- [What to produce] Copy the listing below word for word, keeping every line and character unchanged.

:::

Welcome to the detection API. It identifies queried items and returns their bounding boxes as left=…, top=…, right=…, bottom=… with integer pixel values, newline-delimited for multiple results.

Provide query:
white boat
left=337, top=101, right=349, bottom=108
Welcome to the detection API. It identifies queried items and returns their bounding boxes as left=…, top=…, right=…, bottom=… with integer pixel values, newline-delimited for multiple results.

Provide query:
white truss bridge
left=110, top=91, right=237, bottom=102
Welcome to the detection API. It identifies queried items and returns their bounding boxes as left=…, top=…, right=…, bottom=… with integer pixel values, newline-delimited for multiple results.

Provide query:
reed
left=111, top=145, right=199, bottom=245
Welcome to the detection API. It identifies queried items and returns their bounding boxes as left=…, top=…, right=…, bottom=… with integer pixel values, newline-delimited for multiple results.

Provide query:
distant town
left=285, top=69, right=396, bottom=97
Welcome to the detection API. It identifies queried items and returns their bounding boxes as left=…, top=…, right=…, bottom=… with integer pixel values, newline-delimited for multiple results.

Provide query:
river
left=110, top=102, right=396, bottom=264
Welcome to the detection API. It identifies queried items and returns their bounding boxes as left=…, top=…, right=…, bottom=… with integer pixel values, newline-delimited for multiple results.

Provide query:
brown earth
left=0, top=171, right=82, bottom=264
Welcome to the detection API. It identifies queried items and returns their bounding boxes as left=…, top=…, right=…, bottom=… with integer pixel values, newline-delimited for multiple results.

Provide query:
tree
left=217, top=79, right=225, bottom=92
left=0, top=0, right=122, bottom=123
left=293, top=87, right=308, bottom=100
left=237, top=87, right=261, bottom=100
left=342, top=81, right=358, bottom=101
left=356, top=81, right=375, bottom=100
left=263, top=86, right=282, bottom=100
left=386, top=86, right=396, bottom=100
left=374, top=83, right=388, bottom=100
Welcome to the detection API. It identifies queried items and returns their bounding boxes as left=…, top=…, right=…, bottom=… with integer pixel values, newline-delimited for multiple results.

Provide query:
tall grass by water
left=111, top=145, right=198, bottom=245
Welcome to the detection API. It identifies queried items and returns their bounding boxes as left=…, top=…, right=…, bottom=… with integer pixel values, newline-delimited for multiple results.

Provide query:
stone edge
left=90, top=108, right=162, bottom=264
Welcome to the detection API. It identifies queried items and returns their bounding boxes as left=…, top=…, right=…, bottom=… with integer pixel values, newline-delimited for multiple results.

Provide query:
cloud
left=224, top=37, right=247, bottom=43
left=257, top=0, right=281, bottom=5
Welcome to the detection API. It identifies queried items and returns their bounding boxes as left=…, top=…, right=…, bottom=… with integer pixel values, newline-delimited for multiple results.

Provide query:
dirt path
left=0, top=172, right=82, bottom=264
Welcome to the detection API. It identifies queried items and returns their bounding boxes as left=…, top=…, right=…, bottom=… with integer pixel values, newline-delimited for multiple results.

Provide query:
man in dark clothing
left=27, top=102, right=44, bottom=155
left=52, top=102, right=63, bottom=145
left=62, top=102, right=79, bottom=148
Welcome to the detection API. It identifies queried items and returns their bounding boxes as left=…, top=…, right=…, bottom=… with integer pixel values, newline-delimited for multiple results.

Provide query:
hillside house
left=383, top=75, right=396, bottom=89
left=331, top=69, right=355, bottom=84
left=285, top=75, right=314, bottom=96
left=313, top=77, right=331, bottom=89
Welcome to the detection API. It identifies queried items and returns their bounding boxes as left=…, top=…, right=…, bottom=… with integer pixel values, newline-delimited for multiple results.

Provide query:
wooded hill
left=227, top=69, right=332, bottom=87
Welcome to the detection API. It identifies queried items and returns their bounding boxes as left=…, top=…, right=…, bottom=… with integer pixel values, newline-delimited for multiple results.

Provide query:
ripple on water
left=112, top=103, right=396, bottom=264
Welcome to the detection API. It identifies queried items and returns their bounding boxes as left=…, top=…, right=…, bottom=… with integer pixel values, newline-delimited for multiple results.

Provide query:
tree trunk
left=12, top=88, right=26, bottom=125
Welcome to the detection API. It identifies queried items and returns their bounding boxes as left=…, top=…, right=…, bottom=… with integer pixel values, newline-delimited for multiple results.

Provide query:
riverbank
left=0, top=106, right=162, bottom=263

:::

- [Response]
Welcome to the detection API. It identifies queried items and returns their bounding boxes as left=…, top=…, right=…, bottom=… with integer pixel values, newline-delimited for multiple results.

Provide query:
white boat
left=337, top=101, right=349, bottom=108
Welcome to the detection API. It identifies queried items and returns their bounding boxes as left=…, top=…, right=…, bottom=… with integer pixel values, newline-delimited for multiple results.

Provide query:
white truss bridge
left=110, top=91, right=237, bottom=102
Welcome to the detection API. It identifies queried items and returns their bounding boxes as left=…, top=…, right=…, bottom=… with integer pixel values, newline-delimited for multiple results.

Provide query:
reed
left=111, top=145, right=199, bottom=245
Welcome to the detection API. It identifies queried items and returns their bounding boxes as left=…, top=…, right=…, bottom=… with integer pixel values, newline-delimited for multiple results.

Provide query:
distant town
left=285, top=69, right=396, bottom=97
Welcome to the detection API. It identifies queried items and returns their bounding boxes as left=…, top=…, right=…, bottom=… with integer pixel values, newline-delimited for multiple results.

Provide query:
river
left=110, top=102, right=396, bottom=264
Welcome to the detection API. It identifies queried items and returns their bounding boxes as left=…, top=…, right=…, bottom=… with integer pixel values, newline-delimited for multiple results.

Provide query:
brown earth
left=0, top=171, right=82, bottom=264
Welcome to the detection API. It identifies queried items and returns their bounding boxes as left=…, top=…, right=…, bottom=… with integer pixel values, newline-delimited for multiple results.

Provide query:
tree
left=217, top=79, right=225, bottom=92
left=0, top=0, right=122, bottom=123
left=293, top=87, right=308, bottom=100
left=237, top=87, right=261, bottom=100
left=342, top=81, right=358, bottom=101
left=356, top=81, right=375, bottom=100
left=263, top=86, right=282, bottom=100
left=386, top=86, right=396, bottom=100
left=374, top=83, right=388, bottom=100
Welcome to the detection API. It identifies queried items and returns their bounding boxes as left=…, top=…, right=…, bottom=… with integer pixel values, newline-delimited for multiple results.

Provide query:
tall grass by water
left=111, top=145, right=198, bottom=245
Welcome to the detection API. It identifies queried items and returns their bounding boxes as left=…, top=…, right=…, bottom=… with integer pixel values, newline-delimited for multiple results.

Provide query:
stone edge
left=90, top=108, right=162, bottom=264
Welcome to the detection API. It identifies queried items and returns their bounding boxes as left=…, top=…, right=…, bottom=… with integer pixel values, newline-delimited for multiple results.

Provide query:
cloud
left=224, top=37, right=247, bottom=43
left=257, top=0, right=281, bottom=5
Welcome to the detection API. It identifies queried items and returns their bounding boxes as left=…, top=…, right=…, bottom=… with integer pixel values, newline-delimited for multiple results.

Provide query:
dirt path
left=0, top=172, right=82, bottom=264
Welcome to the detection API. It identifies queried items and returns their bounding boxes as left=…, top=…, right=…, bottom=… with integer pixel values, newline-delimited for multiple results.

Provide query:
man in dark clothing
left=27, top=102, right=44, bottom=155
left=52, top=102, right=63, bottom=145
left=62, top=102, right=79, bottom=148
Welcome to the detection API. It identifies queried items and returns their bounding boxes as left=…, top=…, right=…, bottom=… with integer pixel values, newline-delimited for multiple results.

Provide query:
hillside house
left=383, top=75, right=396, bottom=89
left=331, top=69, right=355, bottom=84
left=285, top=75, right=314, bottom=96
left=313, top=77, right=331, bottom=89
Welcome to the detection API. It identifies queried items and returns their bounding boxes as left=…, top=…, right=…, bottom=… with integer pixel values, newline-delimited for multiple results.

Provide query:
wooded hill
left=227, top=69, right=332, bottom=87
Welcome to the detection API. It identifies queried items and returns their bounding boxes as left=…, top=…, right=…, bottom=… with integer pixel values, newline-delimited for multiple results.

Provide query:
ripple on water
left=112, top=103, right=396, bottom=264
Welcome to the detection API. It identifies queried items and returns their bounding boxes as left=…, top=…, right=…, bottom=… with integer pixel values, newline-delimited for multiple results.

Provide query:
tree trunk
left=12, top=88, right=26, bottom=125
Welcome to the detection API. It identifies queried items and returns their bounding boxes as left=…, top=…, right=…, bottom=… with integer pixel values, newline-delimited for multiple results.

Provide query:
riverbank
left=0, top=106, right=162, bottom=263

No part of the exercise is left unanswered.